#### AUFGABE
Liste sämtliche Personen, Orte und Konzilien auf, die der Text über die kartusianische Liturgie mit Eigennamen nennt.

1. Merkmale der kartusianischen Liturgie
Nach den Worten von Guigo I., dem ersten Gesetzgeber der kartusianischen Berufung, ist die Liturgie der edelste Teil unseres Lebens. Die Liturgie der Kartäusermönche ist geprägt von ihrer eremitischen Berufung. Der ihnen eigene gregorianische Gesang ist ein von Anfang an bewahrtes Element ihres Erbes; er fördert die Innerlichkeit und die geistige Nüchternheit. Bald nach ihrer Ankunft im Tal der Chartreuse, bildeten der Heilige Bruno und seine Gefährten eine besondere Liturgie heraus, die ihrer eremitischen Berufung und ihrer geringen Anzahl angepasst war. Im Laufe der Jahrhunderte haben unsere Väter darauf geachtet, diese Liturgie zu bewahren, die unserem einsamen und kontemplativen Leben eigen ist. Die Texte und Riten der kartusianischen Liturgie wurden nach den Richtlinien des Zweiten Vatikanischen Konzils überarbeitet.

#### DATENSATZ

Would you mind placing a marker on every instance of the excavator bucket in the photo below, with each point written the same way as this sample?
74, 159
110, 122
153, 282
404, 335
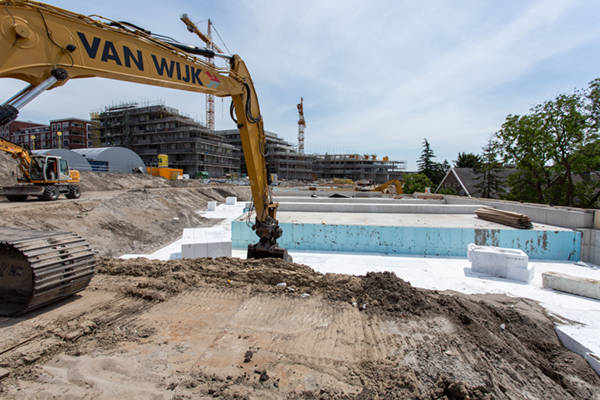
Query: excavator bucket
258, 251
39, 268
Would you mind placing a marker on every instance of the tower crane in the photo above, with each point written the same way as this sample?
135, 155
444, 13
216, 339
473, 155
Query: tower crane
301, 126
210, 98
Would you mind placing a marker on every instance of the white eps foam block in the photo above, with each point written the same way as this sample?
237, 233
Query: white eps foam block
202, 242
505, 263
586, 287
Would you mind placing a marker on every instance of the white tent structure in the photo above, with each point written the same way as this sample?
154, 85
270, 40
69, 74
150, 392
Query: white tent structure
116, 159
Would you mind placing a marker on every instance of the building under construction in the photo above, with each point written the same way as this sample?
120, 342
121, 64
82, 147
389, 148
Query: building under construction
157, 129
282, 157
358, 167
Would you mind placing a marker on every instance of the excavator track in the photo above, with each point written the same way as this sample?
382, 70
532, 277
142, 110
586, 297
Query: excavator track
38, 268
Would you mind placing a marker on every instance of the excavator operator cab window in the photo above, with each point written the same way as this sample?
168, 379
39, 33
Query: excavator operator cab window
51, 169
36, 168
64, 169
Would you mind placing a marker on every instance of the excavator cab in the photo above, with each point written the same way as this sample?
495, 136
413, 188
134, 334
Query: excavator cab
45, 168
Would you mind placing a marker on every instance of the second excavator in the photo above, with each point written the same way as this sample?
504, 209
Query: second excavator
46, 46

#### ERGEBNIS
- Guigo I.
- Heiliger Bruno
- Tal der Chartreuse
- Zweites Vatikanisches Konzil